Text excerpt.
# Makefile for the matrix multiply contest
#
# To make the driver,
#   make matmul
# To time a dgemm routine,
#   make timing
# To plot the timing results,
#   make timing.ps
#
# The driver (matmul.c) is written in C, but you can write your code
# in C or in Fortran.  The file f2c_dgemm.c provides an interface
# between the C driver and a Fortran matrix multiply routine, if you
# would prefer to work with Fortran.  It should work on Intel/Linux
# systems and Sun systems, and it may or may not work on other systems.
# Mixed-language programming is a pain that way.
#
# I have also provided commented-out settings to link a version against
# an optimized of the Basic Linear Algebra Subroutines (BLAS).  I use
# the ATLAS BLAS, available from
#
#     www.netlib.org/atlas
#
# You might find it interesting to compare the speed of your matrix
# multiply to the speed of the ATLAS routines.  Then compare how long it
# took you to install and figure out ATLAS (or another optimized library)
# compared to how long you spent trying to optimize it yourself.  Using
# existing libraries can save you a lot of time and grief, and let
# you concentrate on wheels that haven't already been invented.

# ---
# Add -DFASTTEST to the CFLAGS variable in order to use a shorter
# list of test cases.  Add -DNOVALIDATE to turn off the routine to check
# your answers.  You should probably only use -DNOVALIDATE when you're
# really sure that everything is working.

# For Solaris, optimized for UltraSparcs only when compiled on an Ultra...

Your goal. In the makefile for the matrix multiply contest, which file connects the C driver to a Fortran matrix multiply routine?

Data.
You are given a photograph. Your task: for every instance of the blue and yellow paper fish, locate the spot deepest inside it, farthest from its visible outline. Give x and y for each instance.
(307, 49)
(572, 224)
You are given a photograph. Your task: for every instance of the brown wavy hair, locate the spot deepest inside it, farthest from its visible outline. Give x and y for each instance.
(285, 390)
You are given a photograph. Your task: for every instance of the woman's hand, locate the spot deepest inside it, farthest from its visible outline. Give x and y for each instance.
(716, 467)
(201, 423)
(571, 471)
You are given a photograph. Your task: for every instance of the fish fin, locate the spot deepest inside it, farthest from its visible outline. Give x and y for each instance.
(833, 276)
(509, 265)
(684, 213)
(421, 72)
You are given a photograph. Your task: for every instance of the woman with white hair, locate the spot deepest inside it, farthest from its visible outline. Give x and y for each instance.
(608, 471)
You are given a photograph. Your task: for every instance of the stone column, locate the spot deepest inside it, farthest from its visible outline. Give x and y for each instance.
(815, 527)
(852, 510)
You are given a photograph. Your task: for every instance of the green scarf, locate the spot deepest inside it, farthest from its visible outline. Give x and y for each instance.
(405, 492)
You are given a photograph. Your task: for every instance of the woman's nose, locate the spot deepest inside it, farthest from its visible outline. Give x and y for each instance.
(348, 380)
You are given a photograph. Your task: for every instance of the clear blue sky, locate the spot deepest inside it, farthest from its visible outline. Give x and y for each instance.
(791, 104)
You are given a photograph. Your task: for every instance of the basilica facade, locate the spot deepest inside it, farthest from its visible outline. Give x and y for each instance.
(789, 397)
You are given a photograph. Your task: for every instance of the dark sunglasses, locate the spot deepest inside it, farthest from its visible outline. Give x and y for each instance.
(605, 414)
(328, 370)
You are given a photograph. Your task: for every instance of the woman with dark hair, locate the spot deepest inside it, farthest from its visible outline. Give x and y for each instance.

Output for this task. f2c_dgemm.c